WHAT NEEDS TO BE DONE ▸
Display every line of the records that contains the string "radiator", treating uppercase and lowercase letters as distinct.
-- BEGIN --
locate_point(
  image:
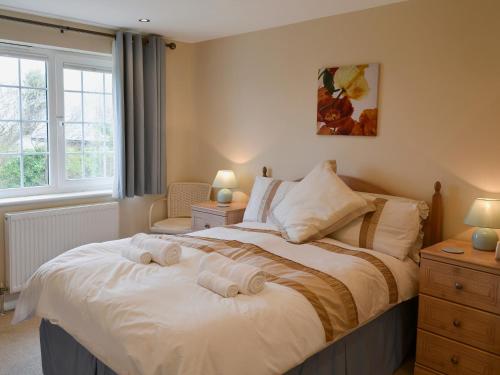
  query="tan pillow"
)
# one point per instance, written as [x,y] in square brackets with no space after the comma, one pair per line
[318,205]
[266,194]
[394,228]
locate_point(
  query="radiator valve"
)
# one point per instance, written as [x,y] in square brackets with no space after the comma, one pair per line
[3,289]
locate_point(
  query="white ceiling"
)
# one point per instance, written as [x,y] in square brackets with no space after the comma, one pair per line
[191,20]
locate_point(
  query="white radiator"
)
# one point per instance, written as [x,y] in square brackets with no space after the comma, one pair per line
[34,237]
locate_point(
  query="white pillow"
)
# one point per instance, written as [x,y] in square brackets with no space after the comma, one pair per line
-- END --
-- BEGIN --
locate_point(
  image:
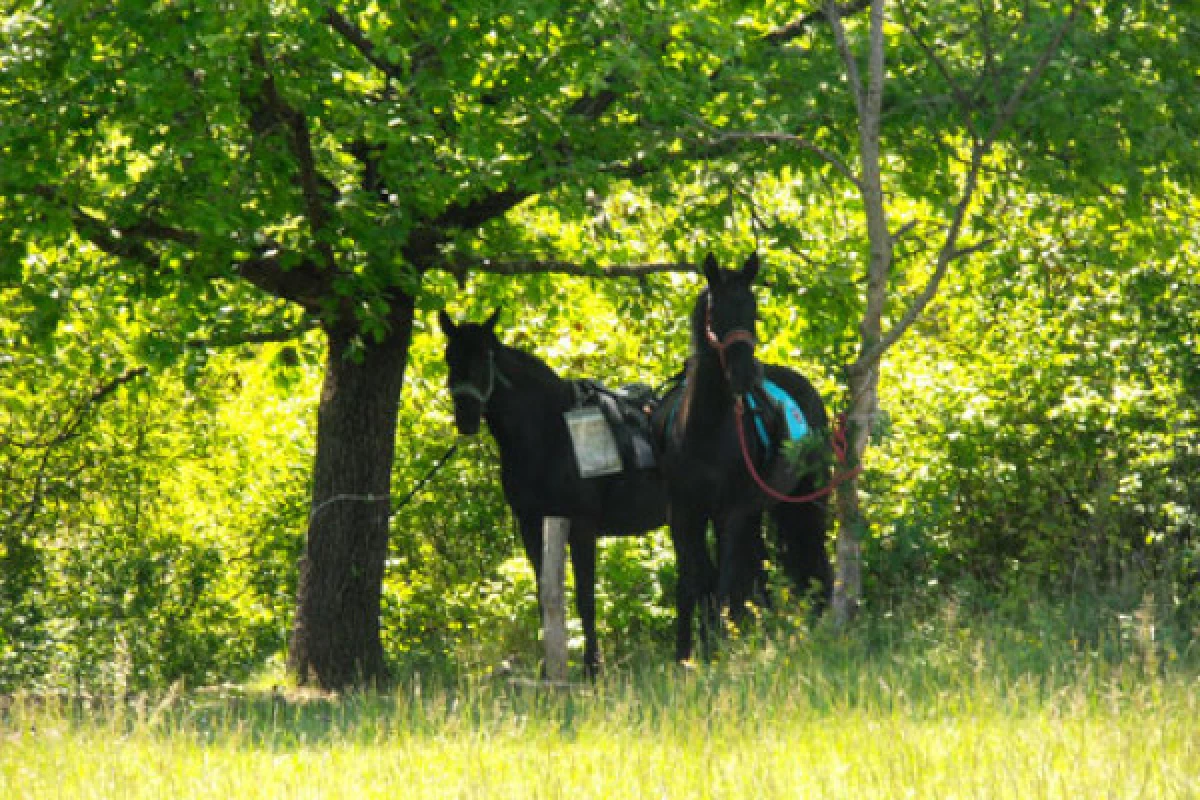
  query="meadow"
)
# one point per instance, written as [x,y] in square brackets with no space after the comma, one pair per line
-- END --
TASK OUTPUT ▸
  query="radiator valve"
  query="white radiator"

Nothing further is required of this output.